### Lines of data
-- -- --

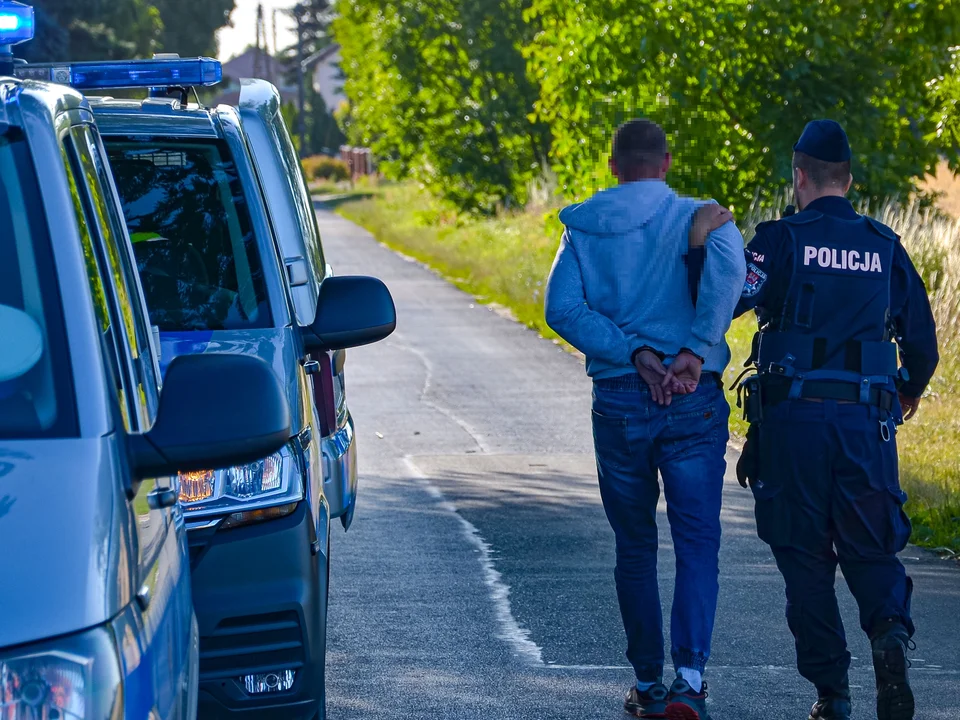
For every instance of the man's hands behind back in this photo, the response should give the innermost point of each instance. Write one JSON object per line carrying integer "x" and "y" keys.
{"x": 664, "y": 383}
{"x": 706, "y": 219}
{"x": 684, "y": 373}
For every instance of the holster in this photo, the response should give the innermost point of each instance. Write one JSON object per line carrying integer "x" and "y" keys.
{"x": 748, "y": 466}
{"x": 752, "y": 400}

-- -- --

### DO THIS
Write out all the entries again, word for word, and print no images.

### TASK RESPONSE
For every instance of the man's hands behind back in this photo, the response should give the innermost point of each instance. Write one JSON object per line carrying integer "x" and "y" keys.
{"x": 664, "y": 383}
{"x": 706, "y": 219}
{"x": 684, "y": 373}
For every instance of the holster in this photo, the response should give the innermost point of each instance. Write one JSON object per line carrying integer "x" and "y" keys.
{"x": 748, "y": 466}
{"x": 752, "y": 400}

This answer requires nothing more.